Records from a data source
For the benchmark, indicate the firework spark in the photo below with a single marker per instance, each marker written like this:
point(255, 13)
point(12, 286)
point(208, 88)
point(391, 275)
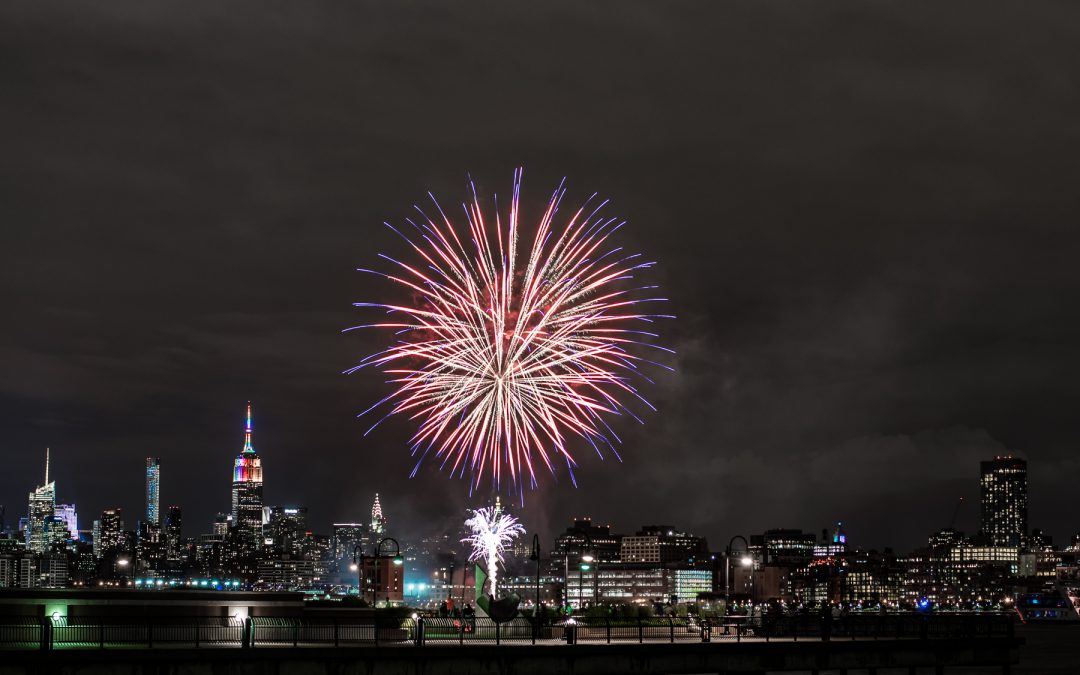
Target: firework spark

__Work to do__: Lay out every line of the material above as a Markdown table with the columns Row and Line, numbering the rows and skipping blank lines. Leave the pictures out.

__Full response__:
| Row | Line |
|---|---|
| 1 | For the benchmark, indicate the firework spark in the photo below with a single marker per instance, each marker written like this: |
| 2 | point(255, 13) |
| 3 | point(12, 286) |
| 4 | point(208, 88) |
| 5 | point(391, 275) |
| 6 | Target: firework spark |